- _Work to complete_: Give the whole listing below once more, exactly, without pictures.

- _Listed records_:
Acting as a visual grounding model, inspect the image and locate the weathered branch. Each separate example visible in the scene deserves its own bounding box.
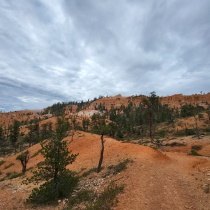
[97,134,104,173]
[151,140,186,149]
[193,116,201,139]
[112,177,124,182]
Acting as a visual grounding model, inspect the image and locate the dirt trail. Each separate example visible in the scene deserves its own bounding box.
[0,132,210,210]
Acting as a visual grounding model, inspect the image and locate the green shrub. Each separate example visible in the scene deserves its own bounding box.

- _Written answer_:
Acting as a visual grounding model, inspect the image and locate the weathered branch. Each separate example visible in the scene deserves its own bounding box.
[97,134,104,173]
[151,140,186,149]
[193,116,201,139]
[112,177,124,182]
Acting as a visual grounding model, inspect the image and locate the dirt trail. Each separate example visible in the scene deserves its own bounding box.
[0,132,210,210]
Acting as a visual grounding model, inspect the image and locate the green shrub. Each separate example visible in the scene deserves its own bounding box.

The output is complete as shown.